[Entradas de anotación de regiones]
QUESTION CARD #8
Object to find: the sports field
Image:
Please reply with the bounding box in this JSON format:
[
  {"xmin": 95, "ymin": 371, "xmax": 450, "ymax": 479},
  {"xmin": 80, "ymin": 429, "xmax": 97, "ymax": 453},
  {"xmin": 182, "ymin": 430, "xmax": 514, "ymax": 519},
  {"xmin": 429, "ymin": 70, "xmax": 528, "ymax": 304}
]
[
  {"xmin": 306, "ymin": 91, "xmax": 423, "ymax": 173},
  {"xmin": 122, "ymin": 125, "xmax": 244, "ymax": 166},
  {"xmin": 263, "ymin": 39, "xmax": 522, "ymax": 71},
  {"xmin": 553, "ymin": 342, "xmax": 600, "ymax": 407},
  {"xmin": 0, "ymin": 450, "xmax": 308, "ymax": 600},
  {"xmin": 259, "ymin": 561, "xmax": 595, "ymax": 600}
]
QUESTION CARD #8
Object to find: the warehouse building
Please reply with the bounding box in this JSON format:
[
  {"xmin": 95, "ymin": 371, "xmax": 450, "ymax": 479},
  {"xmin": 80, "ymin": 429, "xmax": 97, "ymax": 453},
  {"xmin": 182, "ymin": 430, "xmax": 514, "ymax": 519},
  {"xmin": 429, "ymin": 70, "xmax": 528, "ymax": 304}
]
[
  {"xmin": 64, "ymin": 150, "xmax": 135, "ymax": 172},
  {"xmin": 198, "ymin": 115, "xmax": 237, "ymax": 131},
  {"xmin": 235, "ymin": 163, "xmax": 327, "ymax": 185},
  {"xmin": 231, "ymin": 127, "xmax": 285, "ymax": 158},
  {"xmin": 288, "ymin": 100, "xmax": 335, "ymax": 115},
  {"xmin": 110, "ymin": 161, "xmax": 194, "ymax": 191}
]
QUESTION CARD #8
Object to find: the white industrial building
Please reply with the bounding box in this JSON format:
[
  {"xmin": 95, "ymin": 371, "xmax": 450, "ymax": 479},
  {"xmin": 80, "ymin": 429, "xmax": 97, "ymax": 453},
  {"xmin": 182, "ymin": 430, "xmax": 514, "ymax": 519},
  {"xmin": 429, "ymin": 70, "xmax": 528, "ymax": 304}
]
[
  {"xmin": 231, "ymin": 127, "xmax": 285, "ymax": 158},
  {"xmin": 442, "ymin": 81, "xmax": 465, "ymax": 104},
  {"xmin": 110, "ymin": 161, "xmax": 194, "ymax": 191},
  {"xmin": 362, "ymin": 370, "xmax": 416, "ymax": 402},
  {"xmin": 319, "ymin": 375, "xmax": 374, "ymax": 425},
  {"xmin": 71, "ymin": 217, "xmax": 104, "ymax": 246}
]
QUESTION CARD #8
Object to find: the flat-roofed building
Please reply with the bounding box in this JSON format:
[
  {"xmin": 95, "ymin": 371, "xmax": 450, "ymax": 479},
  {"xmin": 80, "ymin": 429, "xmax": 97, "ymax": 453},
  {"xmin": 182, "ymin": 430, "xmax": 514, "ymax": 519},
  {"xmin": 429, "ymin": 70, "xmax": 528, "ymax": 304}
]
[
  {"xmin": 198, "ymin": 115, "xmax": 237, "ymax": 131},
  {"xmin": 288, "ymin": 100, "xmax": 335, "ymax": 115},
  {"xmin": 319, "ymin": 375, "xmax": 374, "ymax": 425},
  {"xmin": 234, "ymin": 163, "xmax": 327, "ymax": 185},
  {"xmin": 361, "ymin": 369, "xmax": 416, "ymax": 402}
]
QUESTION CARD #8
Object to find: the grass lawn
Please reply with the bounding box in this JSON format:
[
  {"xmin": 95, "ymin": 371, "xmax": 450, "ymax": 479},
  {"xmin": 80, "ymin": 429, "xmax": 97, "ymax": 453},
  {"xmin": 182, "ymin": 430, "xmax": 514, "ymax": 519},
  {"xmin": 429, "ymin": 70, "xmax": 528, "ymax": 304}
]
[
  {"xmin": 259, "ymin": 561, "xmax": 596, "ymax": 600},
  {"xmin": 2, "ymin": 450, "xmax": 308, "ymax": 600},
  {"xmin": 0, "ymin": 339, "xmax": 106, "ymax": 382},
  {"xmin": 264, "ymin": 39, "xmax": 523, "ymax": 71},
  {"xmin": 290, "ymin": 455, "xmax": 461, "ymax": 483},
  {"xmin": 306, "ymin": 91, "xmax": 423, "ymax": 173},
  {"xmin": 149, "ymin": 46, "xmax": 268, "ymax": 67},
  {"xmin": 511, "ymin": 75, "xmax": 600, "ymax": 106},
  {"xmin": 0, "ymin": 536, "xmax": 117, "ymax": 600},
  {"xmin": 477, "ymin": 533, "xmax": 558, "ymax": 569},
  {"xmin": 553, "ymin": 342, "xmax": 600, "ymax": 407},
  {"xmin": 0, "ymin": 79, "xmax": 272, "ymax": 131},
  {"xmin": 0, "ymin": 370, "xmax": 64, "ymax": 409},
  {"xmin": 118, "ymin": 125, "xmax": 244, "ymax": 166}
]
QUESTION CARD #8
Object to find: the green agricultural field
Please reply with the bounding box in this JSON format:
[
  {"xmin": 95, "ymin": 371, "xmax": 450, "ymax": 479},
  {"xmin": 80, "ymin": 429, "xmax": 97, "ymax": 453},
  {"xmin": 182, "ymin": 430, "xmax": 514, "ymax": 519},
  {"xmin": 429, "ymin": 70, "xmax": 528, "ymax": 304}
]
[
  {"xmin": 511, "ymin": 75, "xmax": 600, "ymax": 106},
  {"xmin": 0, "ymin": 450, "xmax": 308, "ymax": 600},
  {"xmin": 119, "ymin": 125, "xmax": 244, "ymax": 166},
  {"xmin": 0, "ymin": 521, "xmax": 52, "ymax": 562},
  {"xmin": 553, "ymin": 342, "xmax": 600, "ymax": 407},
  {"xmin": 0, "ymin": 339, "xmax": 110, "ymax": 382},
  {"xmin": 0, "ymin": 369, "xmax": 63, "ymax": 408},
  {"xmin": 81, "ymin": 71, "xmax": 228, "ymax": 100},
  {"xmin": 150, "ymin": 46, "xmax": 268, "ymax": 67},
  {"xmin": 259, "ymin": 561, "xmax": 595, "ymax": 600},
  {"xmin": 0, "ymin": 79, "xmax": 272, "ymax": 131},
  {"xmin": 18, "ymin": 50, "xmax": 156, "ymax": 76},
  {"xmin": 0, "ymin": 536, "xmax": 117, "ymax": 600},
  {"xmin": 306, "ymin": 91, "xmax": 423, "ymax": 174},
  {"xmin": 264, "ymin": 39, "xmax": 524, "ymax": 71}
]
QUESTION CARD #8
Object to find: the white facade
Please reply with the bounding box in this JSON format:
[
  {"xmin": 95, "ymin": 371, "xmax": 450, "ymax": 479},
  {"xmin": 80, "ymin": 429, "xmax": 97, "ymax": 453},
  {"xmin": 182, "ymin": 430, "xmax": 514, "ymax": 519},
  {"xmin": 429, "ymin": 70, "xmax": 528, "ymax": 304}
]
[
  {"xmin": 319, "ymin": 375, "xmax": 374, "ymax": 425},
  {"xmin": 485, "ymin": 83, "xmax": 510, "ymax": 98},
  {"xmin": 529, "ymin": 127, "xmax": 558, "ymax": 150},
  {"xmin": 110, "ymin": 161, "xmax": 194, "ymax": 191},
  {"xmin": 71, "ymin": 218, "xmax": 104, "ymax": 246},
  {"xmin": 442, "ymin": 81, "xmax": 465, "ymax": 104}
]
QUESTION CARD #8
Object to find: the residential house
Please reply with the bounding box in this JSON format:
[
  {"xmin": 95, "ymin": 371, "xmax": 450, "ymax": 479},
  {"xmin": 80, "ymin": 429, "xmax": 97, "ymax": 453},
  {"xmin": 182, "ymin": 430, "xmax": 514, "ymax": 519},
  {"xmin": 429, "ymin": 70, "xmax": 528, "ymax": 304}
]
==
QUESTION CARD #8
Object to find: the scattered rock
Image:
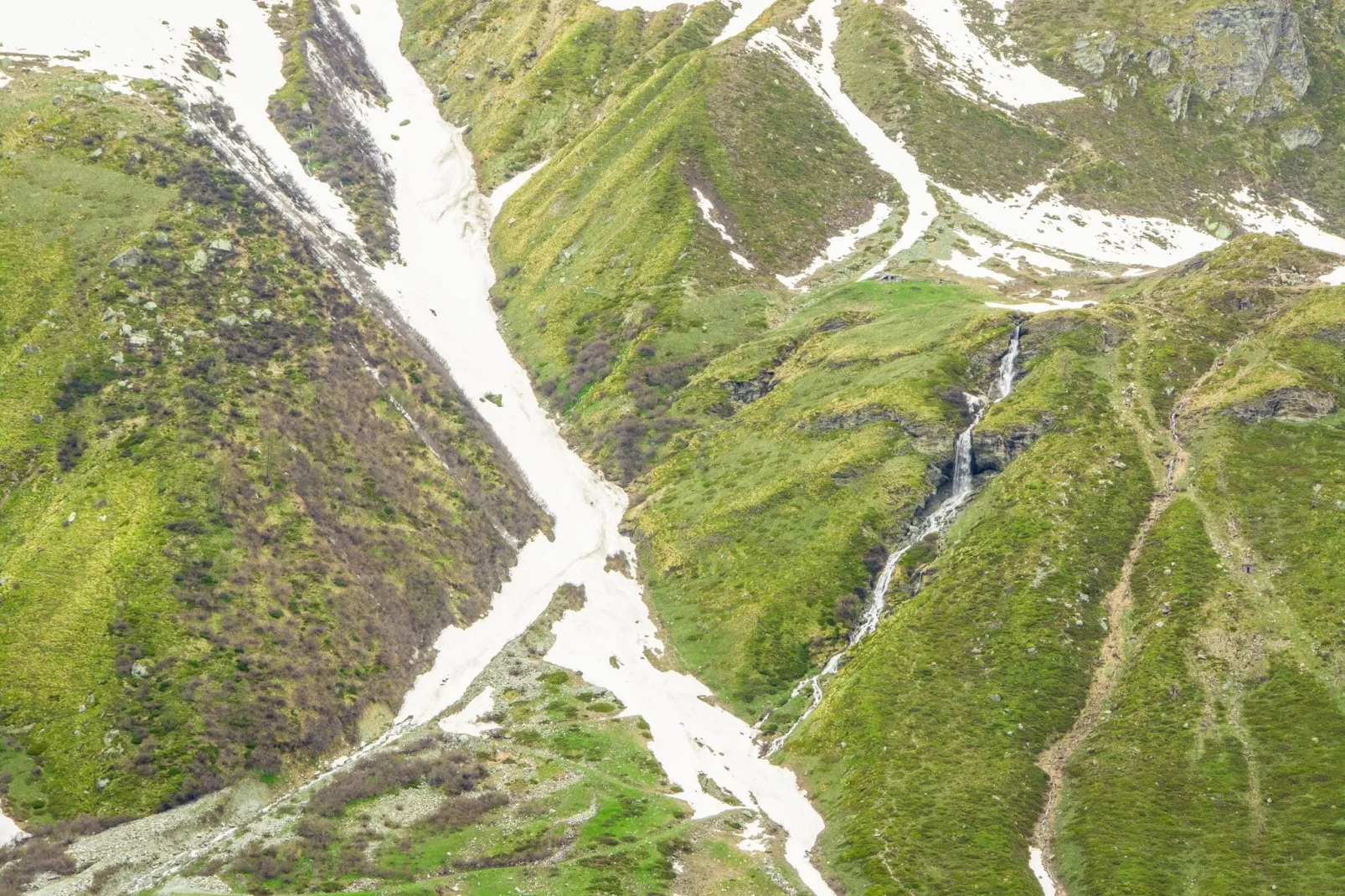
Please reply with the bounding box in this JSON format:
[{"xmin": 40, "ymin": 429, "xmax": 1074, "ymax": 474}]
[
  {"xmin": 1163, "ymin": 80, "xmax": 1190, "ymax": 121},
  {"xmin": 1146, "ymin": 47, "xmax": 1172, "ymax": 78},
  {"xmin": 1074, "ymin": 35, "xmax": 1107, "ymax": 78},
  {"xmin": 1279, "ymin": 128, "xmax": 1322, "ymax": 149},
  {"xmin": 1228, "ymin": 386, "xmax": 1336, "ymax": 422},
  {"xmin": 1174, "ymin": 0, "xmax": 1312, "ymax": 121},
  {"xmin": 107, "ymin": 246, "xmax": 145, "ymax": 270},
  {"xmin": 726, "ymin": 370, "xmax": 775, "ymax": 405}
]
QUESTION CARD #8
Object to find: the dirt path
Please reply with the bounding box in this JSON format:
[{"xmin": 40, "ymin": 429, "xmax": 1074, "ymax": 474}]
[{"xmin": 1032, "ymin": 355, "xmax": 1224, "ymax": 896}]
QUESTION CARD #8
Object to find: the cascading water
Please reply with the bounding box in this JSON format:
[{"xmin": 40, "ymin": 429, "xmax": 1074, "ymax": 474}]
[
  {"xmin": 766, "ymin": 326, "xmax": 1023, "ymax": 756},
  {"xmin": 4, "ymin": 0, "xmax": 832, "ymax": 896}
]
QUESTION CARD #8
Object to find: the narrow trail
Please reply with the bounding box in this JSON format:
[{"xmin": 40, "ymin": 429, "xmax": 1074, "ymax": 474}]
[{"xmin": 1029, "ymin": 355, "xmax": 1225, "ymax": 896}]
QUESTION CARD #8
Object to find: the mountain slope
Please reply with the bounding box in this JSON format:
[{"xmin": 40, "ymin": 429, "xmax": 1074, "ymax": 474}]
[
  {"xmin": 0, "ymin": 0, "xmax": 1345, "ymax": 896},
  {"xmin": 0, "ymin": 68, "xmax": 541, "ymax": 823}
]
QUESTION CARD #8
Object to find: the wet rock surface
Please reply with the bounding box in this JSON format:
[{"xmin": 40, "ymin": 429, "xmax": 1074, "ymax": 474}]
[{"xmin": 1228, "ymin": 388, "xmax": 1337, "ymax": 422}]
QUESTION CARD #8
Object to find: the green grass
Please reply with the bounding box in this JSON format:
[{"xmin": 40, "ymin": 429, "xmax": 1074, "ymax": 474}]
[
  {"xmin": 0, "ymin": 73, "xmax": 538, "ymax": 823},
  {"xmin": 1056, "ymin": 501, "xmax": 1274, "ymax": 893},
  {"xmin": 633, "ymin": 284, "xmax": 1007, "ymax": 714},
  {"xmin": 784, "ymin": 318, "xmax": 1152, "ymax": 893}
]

Objetivo del ejercicio
Extrae del listado cada línea en la que aparezca la palabra "field".

Salida completa
Object to find: the sports field
Object to find: the green agricultural field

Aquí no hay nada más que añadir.